- **Set task**: Beginning with the line where "Locate the brown" appears, retype every remaining line of the data below, both the first and last included.

- **Raw data**:

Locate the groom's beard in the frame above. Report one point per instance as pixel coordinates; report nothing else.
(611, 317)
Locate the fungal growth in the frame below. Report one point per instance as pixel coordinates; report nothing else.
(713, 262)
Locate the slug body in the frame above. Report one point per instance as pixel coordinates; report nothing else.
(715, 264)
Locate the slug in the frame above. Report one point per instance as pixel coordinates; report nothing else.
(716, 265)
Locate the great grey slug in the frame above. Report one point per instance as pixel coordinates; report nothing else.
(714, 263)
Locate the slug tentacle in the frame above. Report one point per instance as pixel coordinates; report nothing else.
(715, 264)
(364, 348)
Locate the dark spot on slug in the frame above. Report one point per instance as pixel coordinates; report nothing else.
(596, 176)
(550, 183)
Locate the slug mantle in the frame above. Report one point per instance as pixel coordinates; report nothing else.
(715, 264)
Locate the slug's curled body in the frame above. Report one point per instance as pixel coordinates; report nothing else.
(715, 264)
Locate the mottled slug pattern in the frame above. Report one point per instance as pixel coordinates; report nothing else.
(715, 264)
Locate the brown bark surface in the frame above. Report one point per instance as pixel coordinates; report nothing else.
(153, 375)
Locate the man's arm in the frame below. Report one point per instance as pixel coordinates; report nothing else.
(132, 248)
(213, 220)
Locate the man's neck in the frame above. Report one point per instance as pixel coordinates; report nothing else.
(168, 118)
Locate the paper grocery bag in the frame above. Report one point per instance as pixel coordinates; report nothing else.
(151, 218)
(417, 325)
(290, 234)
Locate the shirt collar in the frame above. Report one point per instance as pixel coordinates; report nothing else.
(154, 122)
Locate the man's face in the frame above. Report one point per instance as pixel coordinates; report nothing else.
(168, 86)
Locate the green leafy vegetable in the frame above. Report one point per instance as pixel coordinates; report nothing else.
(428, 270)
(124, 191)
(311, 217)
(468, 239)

- **Result of the task**:
Locate the brown bark surface in the frame above. Report one point per instance as pixel coordinates; report nothing else.
(153, 375)
Locate the man's arm in the frame below. Report one point per instance as pixel coordinates; report nothing else.
(132, 248)
(213, 220)
Locate the man's neck in the frame above. Report one point per instance as pixel coordinates; report nothing else.
(168, 118)
Locate the paper grocery bag in the frame above. Report one point per instance as pixel coordinates; report nothing else.
(151, 218)
(417, 325)
(290, 234)
Locate the shirt collar in the frame above. Report one point per instance as pixel coordinates; report nothing else.
(154, 122)
Locate the man's face in the frame above. Report one point per instance as pixel coordinates; report nothing else.
(168, 86)
Locate the green leafy vegetable in the frame above. Report one point per instance as pixel coordinates; report nothing else.
(428, 270)
(124, 191)
(311, 217)
(468, 239)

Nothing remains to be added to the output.